Repeat the entries below exactly, missing none.

· · · · · · ·

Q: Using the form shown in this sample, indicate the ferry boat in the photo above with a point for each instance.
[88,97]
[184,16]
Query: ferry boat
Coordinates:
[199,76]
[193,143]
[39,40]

· · · · · · ·

» **Written answer**
Q: Using the form shown in this sample, indicate the ferry boat in the photo above with a point for each instance.
[88,97]
[184,16]
Query: ferry boat
Coordinates:
[199,76]
[193,143]
[39,40]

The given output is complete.